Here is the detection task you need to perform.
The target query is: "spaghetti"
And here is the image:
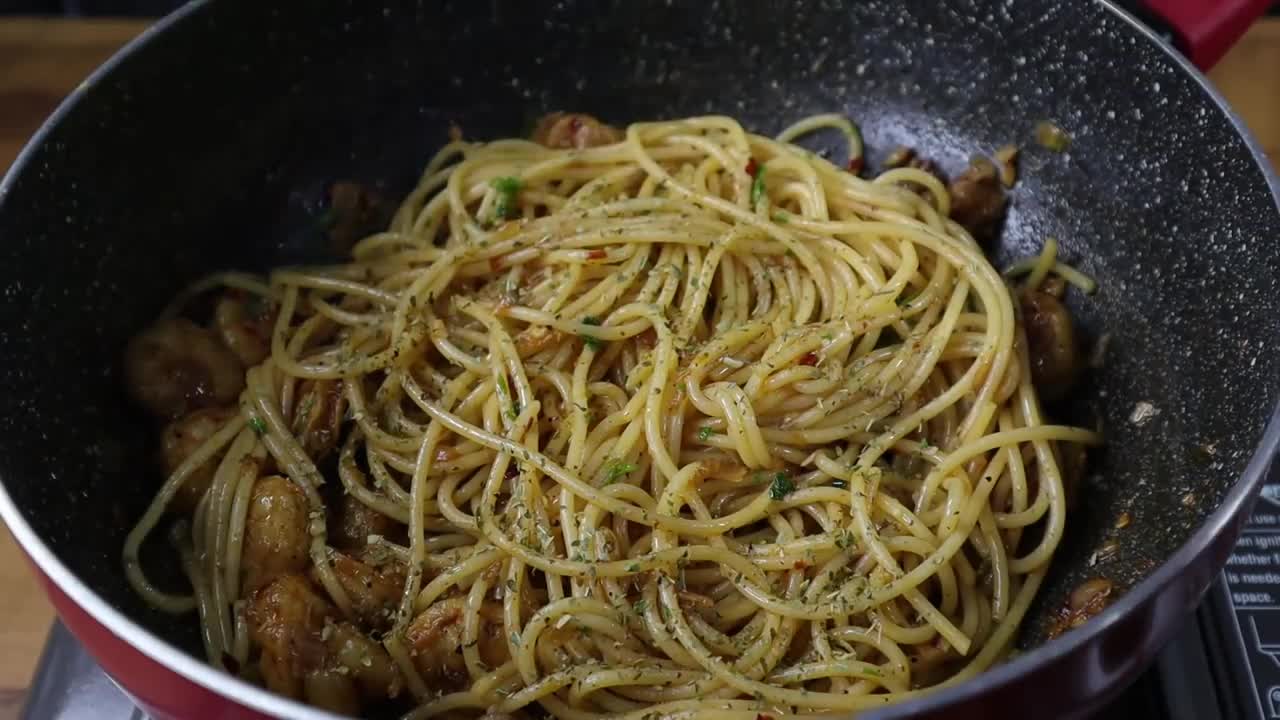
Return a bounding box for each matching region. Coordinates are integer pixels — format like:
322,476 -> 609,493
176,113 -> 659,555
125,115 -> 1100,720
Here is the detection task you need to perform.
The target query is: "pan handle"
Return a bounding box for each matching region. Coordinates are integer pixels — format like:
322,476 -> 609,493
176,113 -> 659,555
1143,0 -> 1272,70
━━━━━━━━
Rewrite all of the lines above, requests included, multiplying every bounding-box coordinate in the answers by 0.6 and rounding to the nearest whole number, with halves rounded up. Leave the numbers in the requests and their format samples unchanged, and omit the pictures.

# Right answer
Here is the detection task you need to perform.
The target query is: "spaghetti"
And here is the image:
Return a bounding box for each matching region. Coordinates are integer pixels — format like:
322,476 -> 609,493
176,113 -> 659,555
75,69 -> 660,432
Here is the detection task you need to perform.
The target query is: "pan handle"
Return a bounding box for each matching region. Coordinates are integer pixels — format like:
322,476 -> 609,493
176,113 -> 659,555
686,0 -> 763,42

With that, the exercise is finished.